◆ TEXT EXCERPT ◆
The Oval: Donor Woes

On Oct. 30, 2003, more than 600 people gathered inside a Hyatt Regency hotel ballroom in downtown Columbus, Ohio, where they lunched on roast-beef sandwiches and listened to President Bush deliver a campaign speech. With admission priced at $2,000 a person, the luncheon raised more than $1.4 million for the president's re-election effort.

But some attendees got more than just an expensive lunch. Individuals who sponsored a $20,000 table at the event--that is, they convinced 10 people to give $2,000 apiece--got to take their picture with Bush. One of those people was Thomas Noe, a Toledo-area rare-coin dealer who ranked as one of the president's biggest fund-raisers and chaired Bush's northwest Ohio re-election campaign.

The event is now the subject of a federal investigation into whether Noe violated campaign-finance laws by reimbursing individuals for contributions to the Bush campaign. According to the Columbus Dispatch, at least $25,000 in contributions collected at the event came from the same bank account. Furthermore, at least one donor at the luncheon has told authorities he was reimbursed by Noe for his $2,000 contribution.

Noe, a longtime GOP contributor, is also the subject of an investigation for his handling of $55 million Ohio's Bureau of Workers' Compensation gave him to invest in rare coins. Noe's attorney Bill Wilkinson has confirmed that as much as $13 million of that money is now missing.

According to the Bush campaign, Noe was a "Major League Pioneer" who raised more than $100,000 for the president's re-election effort. Personally, Noe and his wife, Bernadette, each wrote $2,000 checks to the Bush campaign. Last week, the White House announced that Bush would return the Noes' $4,000, but the campaign would not refund the money Noe had raised from other people.

When asked about the distinction, White House Press Secretary Scott McClellan said the campaign has made a practice of returning contributions from individuals accused of wrongdoing. "The campaign, if you'll go back and look, has returned contributions from individuals that maybe have been convicted of crimes, and so forth," McClellan said. "This one is a certainly unique situation that raises some very serious allegations, and we felt it was the right thing to do to return the contributions that he had made to the campaign."

But at the same time, the Bush campaign has made no move to return contributions from another high-profile donor currently under federal investigation: embattled lobbyist Jack Abramoff, who, like Noe, raised more than $100,000 for Bush's re-election efforts in 2004. Two congressional committees and the Justice Department are probing Abramoff's lobbying on behalf of Indian tribes, as well as his connections to several members of Congress, including Majority Leader Tom DeLay. Abramoff gave $2,000 to the Bush campaign during the 2004 cycle, and an administration official told NEWSWEEK last month that the campaign had no plans to refund the contribution or the money Abramoff solicited from other individuals.

A run of lines:

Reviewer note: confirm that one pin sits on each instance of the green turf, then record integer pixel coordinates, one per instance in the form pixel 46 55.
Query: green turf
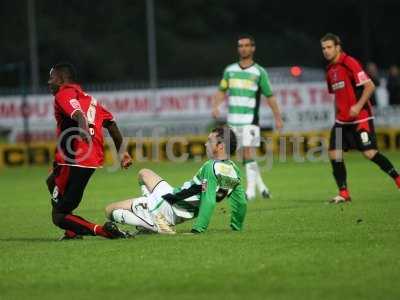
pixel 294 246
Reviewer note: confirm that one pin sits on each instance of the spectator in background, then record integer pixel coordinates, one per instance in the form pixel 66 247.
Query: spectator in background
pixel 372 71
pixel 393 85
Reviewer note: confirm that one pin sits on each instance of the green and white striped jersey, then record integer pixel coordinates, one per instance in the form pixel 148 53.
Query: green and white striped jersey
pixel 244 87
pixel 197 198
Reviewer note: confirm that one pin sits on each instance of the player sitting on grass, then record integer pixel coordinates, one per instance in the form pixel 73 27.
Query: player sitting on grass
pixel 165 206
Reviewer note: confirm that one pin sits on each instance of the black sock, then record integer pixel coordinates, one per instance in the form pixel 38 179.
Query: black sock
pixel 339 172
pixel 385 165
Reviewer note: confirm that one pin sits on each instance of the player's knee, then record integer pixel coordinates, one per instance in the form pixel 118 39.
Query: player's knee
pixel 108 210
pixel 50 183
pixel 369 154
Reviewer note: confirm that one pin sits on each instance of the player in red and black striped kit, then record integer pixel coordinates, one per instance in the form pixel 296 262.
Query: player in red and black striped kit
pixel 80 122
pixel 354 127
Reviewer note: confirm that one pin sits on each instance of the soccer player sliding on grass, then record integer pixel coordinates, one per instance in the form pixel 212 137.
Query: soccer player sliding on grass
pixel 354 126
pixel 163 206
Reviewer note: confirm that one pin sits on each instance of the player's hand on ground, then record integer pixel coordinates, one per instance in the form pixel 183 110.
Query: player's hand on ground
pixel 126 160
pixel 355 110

◆ DO THIS ◆
Write out the part of the article on Bush campaign donors that begins at the words "The event is" and stops after "is now missing.", copying it word for word.

◆ EXERCISE OUTPUT ◆
The event is now the subject of a federal investigation into whether Noe violated campaign-finance laws by reimbursing individuals for contributions to the Bush campaign. According to the Columbus Dispatch, at least $25,000 in contributions collected at the event came from the same bank account. Furthermore, at least one donor at the luncheon has told authorities he was reimbursed by Noe for his $2,000 contribution.

Noe, a longtime GOP contributor, is also the subject of an investigation for his handling of $55 million Ohio's Bureau of Workers' Compensation gave him to invest in rare coins. Noe's attorney Bill Wilkinson has confirmed that as much as $13 million of that money is now missing.